>> START Provided information
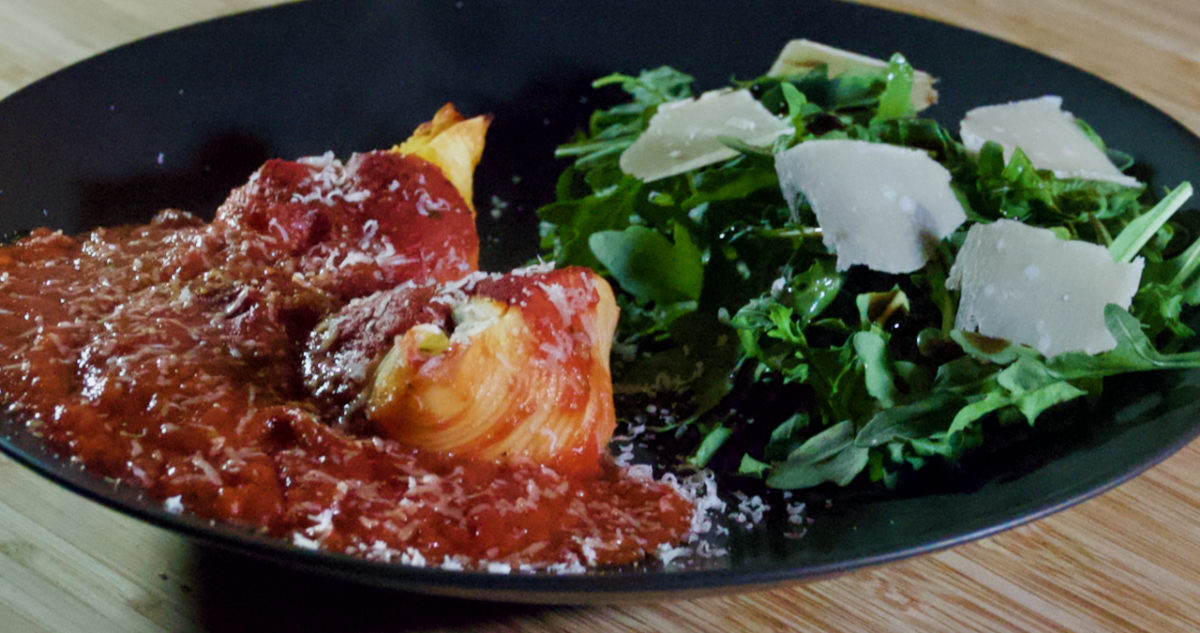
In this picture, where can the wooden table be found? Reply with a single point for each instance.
(1126, 561)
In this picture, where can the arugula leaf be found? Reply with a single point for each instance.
(647, 265)
(718, 277)
(829, 456)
>> END Provided information
> [Stated task]:
Rewrite the lines above with "arugula leaf" replaced by "rocket leaf" and everything else left as it is, omitting the pictures.

> [Result]:
In this picture, where can the wooden table be found? Reply with a single point for each instance.
(1126, 561)
In this picture, where can the rocket leaf be found? Reply with a single point for each instance.
(647, 265)
(718, 277)
(829, 456)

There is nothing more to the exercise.